◆ Provided text ◆
┏━━

Driving around the Las Vegas Valley a decade or so ago, you were treated to a buffet of real estate failures.

From the Strip to the suburbs, Southern Nevada was littered with halted construction sites such as the towering Fontainebleau resort, the former ManhattanWest residential and commercial complex, and giant holes in the ground where high-rises were supposed to be built.

These and other plots were glaring symbols of Las Vegas’ cataclysmic real estate crash following its wild bubble — including, in Henderson, a luxury community blasted out of the mountains.

Developers of Ascaya halted sales before any homes were built, leaving its streets lined with empty cake-layered lots for years. They reopened as the economy crawled back from the Great Recession, and sales were slow at first.

But now, with the market on a lengthy hot streak, Ascaya is one of many areas riding the valley’s housing wave.

Sales revenue this year for its developer is on pace to double from 2020, when revenue was triple the average from the three years before that, Ascaya managing director Kelly Foster recently told me.

Most of the revenue is from sales of vacant lots, with a smaller portion from sales of speculative-built homes.

Its sales have accelerated alongside Southern Nevada’s broader housing market, which, fueled by low borrowing costs and people moving here from more-expensive areas, has seen a surge of transactions and prices over the past year or so.

Ascaya has attracted some big-name buyers, too. Raiders owner Mark Davis bought a 6.3-acre lot for $6 million last summer and has broken ground on a custom house, and rock star Gene Simmons of Kiss bought a 10,871-square-foot mansion and a half-acre lot next door for $10.8 million combined this year.

Both deals garnered headlines and put the spotlight on the mountain-mansion community.

“It doesn’t hurt when famous people buy things at your project, and then people like you write about them,” Mike Leipart, managing partner of The Agency Development Group, which was hired late last year to handle sales for Ascaya, said recently. “That definitely is some wind at our sail.”

┗━━

◆ Exercise data ◆

┏━━

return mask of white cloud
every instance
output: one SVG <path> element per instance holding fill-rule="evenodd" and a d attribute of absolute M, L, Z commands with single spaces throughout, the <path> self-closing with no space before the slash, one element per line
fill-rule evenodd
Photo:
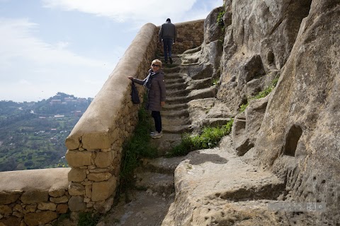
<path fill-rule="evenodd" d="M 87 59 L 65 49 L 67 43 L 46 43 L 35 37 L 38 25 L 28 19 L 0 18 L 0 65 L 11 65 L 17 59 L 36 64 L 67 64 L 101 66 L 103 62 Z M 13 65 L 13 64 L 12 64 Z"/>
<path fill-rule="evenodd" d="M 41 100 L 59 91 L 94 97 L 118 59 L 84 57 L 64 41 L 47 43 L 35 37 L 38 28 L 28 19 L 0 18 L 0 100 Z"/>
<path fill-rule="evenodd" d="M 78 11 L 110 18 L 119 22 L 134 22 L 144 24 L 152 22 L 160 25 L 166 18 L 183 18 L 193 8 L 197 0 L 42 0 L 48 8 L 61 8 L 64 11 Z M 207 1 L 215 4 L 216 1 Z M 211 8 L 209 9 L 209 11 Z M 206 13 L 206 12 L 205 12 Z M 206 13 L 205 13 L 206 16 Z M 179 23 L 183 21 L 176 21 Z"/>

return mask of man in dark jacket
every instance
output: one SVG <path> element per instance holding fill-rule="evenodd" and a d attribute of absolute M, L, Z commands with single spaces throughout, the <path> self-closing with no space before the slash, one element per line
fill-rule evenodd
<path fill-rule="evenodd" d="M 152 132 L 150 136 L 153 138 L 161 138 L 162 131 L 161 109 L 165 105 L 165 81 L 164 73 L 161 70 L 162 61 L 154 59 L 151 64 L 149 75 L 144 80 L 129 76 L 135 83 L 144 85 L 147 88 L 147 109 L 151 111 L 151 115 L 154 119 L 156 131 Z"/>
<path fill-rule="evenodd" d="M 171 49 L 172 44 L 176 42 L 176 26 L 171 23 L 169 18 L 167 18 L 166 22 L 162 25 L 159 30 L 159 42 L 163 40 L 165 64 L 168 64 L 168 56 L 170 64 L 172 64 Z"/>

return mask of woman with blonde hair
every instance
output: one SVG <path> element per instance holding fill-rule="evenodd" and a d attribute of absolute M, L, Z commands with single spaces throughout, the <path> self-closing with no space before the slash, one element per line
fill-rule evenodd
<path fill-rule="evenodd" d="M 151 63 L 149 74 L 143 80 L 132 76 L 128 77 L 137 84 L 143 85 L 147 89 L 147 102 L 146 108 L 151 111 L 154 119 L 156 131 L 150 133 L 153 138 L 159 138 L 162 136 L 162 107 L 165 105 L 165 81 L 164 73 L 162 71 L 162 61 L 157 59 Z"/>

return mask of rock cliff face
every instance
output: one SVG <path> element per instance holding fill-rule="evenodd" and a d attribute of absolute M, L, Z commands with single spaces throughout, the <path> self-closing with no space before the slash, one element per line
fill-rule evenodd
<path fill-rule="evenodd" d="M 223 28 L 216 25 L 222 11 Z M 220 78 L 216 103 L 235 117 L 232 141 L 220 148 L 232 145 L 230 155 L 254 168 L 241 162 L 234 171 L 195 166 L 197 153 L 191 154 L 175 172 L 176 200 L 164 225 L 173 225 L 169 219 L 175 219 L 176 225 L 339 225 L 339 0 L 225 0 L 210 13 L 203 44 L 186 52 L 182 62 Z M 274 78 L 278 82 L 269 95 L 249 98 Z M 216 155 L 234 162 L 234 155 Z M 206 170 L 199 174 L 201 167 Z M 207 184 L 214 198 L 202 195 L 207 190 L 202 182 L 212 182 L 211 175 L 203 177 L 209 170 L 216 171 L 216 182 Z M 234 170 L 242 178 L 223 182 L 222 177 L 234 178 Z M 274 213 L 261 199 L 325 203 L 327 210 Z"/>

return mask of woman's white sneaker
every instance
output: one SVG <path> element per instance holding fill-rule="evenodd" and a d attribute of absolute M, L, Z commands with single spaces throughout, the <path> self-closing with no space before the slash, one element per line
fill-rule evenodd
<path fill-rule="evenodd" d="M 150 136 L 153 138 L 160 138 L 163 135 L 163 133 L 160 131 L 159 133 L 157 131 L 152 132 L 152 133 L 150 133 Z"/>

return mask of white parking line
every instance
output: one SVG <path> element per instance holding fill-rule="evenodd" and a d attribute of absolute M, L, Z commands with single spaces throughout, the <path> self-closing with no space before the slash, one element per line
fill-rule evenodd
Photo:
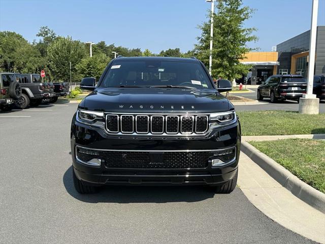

┗━━

◆ Questions ◆
[1] Rewrite the Las Vegas real estate text, everything from "These and other" down to "recently told me.", and put "winning run" in place of "hot streak".
[2] Write the next part of the article about Ascaya and the Las Vegas housing market, picking up after its final sentence.

◆ Responses by item number ◆
[1]
These and other plots were glaring symbols of Las Vegas’ cataclysmic real estate crash following its wild bubble — including, in Henderson, a luxury community blasted out of the mountains.

Developers of Ascaya halted sales before any homes were built, leaving its streets lined with empty cake-layered lots for years. They reopened as the economy crawled back from the Great Recession, and sales were slow at first.

But now, with the market on a lengthy winning run, Ascaya is one of many areas riding the valley’s housing wave.

Sales revenue this year for its developer is on pace to double from 2020, when revenue was triple the average from the three years before that, Ascaya managing director Kelly Foster recently told me.

[2]
Hong Kong billionaire Henry Cheng, chairman of conglomerate NWS Holdings Ltd., is developing Ascaya. Perched in the McCullough Range, the community boasts sweeping views of the valley, more than 300 homesites and street names such as Cloud Chaser Boulevard and Epic View Court.

Huge houses are required, as they must span at least 4,500 square feet, according to project director John Simmons.

The project was taking shape during the frenzied mid-2000s bubble, as work crews reportedly drilled, blasted and moved about 15 million cubic yards of material. Foster said that only three lots were under contract to sell when the economy crashed and Ascaya’s developers closed shop.

They reopened in 2014 and closed only two sales that year and three in 2015. The developers closed 11 sales last year and, as the market accelerated, 24 this year through mid-June, Clark County records indicate.

Being up in the mountains, homeowners there are also near some wildlife. A bighorn sheep was spotted in Ascaya during a recent tour.

“We have a herd of ’em in here,” Simmons said.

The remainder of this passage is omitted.